[Records of labeled points]
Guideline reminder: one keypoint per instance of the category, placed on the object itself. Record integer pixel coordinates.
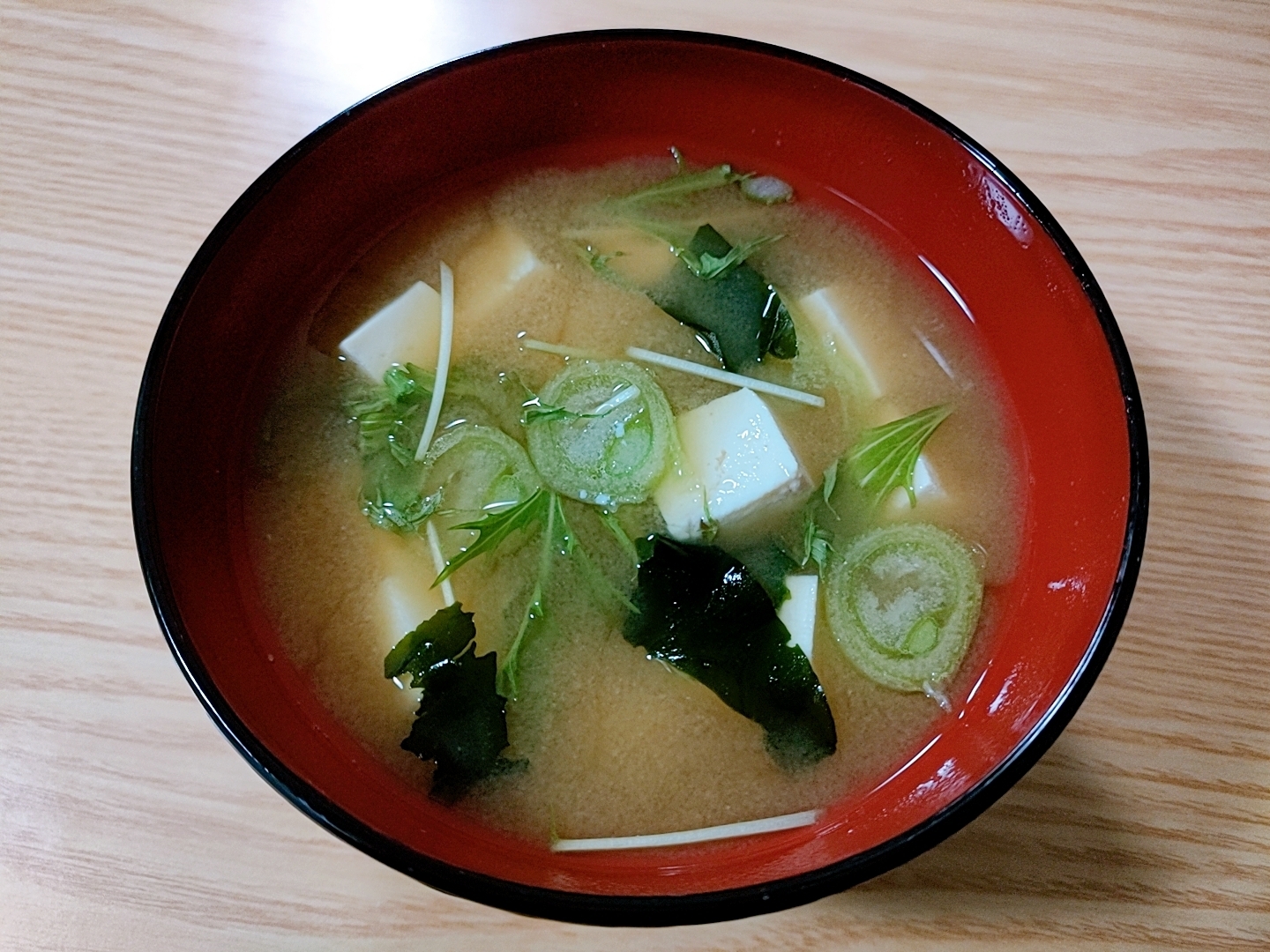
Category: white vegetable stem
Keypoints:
(750, 828)
(438, 562)
(736, 380)
(447, 335)
(557, 349)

What you are asked to do -> Update the rows above by replacing "white vegetable stem" with "pale vegetable stem" and leaving everything else unchanged. Leave the pictures out of your answer.

Answer to the exercise ->
Guideline reminder: one keypoint per instance of the category, placed on the object itself. Record integer pixel coordinates.
Category: pale vegetable stem
Keypoints:
(750, 828)
(438, 562)
(736, 380)
(447, 335)
(557, 349)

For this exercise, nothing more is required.